*문서*
##############################
SentencePiece Tokenizer review

Posted May 31, 2024

By minsoo gyeong 3 min read

1. Introduction to SentencePiece tokenizer

2018년 8월에 Google이 발표한 tokenizer library (Not an official Google product)

paper link : https://arxiv.org/pdf/1808.06226.pdf
Github link : https://github.com/google/sentencepiece (Implemented by Python, C++)

Pre-tokenization Free model

Training subword model from raw sentence
Language independent tokenizer

Fast and lightweight

segmentation speed : (around) 50k sentence/sec, memory usage : (around) 6MB

ALBERT, T5, Llama(2) 등의 Transformer 기반 언어모델에서 사용

* The blue components are SentencePiece components in tokenization process

Normalizer
- != taking the mean & remove stdev
- Altering words/letters into equivalent NFKC Unicode
- Customizable character normalization
Trainer
- Training Encoder/Decoder subword model
- BPE / Unigram Language Model in SentencePiece tokenizer
Encoder / Decoder
- Lossless tokenization
- -> Decode(Encode(Normalized(text))) == Normalized(text)

2. Details & Strength of SentencePiece tokenizer

Subword Regularization method

BPE-dropout
- corpus에 subword의 biagram을 merge할 때, 특정 비율의 list를 dropout -> 한 단어에 대한 분절 수 증가, 다양한 subword 학습 가능!
- Original BPE보다 희소 단어, 오타, noisy한 단어에 대한 robustness 증가
Unigram Language Model
- n-gram language model(n=1)
  - subword에 대한 Corpus의 likelihood 계산
- 주어진 토큰들의 공통 분포(joint distribution)의 총합이 1이 되도록(regularization) 근사(approximation)

Managing merged symbols by a binary heap (priority queue)
##############################
*과제 A*
SentencePiece 문서에 따르면 Google이 이 tokenizer library를 발표한 때는 언제인가?

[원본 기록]
##############################
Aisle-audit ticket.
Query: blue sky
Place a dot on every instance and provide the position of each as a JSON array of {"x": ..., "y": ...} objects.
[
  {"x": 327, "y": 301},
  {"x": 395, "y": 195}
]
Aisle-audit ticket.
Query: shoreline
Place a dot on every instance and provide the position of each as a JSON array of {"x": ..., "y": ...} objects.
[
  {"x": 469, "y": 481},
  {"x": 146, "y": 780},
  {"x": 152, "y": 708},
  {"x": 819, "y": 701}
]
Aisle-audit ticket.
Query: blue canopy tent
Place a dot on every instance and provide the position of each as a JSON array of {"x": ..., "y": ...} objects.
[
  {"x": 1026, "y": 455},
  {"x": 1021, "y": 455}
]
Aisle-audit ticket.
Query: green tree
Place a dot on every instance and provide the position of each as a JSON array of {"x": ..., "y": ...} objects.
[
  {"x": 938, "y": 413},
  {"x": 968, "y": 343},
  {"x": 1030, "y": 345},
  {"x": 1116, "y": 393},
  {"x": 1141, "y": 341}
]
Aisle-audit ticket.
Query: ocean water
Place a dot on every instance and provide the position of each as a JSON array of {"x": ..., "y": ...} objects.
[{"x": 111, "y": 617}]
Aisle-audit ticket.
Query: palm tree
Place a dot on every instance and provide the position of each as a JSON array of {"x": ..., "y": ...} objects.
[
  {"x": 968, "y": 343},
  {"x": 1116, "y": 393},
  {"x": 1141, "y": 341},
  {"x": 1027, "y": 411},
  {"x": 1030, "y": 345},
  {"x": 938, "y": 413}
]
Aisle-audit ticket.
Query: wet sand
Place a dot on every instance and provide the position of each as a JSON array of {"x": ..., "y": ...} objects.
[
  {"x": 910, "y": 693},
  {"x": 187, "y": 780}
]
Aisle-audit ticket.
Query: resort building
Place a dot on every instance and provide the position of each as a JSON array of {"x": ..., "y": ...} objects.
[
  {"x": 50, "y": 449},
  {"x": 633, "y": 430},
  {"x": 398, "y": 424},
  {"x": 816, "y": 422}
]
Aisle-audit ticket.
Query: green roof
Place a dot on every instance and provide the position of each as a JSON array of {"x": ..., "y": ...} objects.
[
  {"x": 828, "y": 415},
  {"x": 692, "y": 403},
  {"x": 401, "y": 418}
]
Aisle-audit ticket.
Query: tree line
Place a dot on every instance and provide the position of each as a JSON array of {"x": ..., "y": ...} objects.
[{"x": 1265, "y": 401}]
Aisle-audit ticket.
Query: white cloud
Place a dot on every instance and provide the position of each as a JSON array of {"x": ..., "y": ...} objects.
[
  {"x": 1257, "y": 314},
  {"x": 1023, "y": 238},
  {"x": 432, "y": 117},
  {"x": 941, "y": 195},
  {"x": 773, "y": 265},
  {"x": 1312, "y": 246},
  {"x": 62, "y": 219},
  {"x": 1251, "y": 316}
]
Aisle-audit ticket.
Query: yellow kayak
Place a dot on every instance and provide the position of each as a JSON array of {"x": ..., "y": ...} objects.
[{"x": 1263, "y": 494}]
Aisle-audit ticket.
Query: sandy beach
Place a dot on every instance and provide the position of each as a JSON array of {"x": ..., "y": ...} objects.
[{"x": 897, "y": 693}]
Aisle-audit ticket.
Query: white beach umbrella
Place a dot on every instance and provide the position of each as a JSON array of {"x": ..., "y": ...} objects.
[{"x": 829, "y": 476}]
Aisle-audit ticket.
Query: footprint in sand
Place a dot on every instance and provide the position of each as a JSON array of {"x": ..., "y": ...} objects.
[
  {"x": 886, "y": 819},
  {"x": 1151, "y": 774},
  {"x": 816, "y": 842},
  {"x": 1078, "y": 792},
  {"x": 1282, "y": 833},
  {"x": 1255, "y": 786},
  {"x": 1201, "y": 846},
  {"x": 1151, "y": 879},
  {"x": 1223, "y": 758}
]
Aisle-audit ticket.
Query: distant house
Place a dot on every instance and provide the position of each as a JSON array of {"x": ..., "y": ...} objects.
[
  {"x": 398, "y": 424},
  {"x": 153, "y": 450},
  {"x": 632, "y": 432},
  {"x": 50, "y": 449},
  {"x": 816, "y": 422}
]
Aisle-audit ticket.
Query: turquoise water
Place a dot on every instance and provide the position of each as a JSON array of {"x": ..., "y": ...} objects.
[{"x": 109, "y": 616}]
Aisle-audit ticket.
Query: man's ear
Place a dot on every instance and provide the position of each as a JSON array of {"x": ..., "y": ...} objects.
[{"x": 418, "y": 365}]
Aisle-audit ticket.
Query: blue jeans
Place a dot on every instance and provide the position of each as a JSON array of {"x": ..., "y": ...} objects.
##############################
*과제 B*
기록에서 다음 문자열이 들어 있는 줄을 빠짐없이 찾아 보이시오: "tree".

*모범 답안 A*
2018년 8월

*모범 답안 B*
Query: green tree
Query: palm tree
Query: tree line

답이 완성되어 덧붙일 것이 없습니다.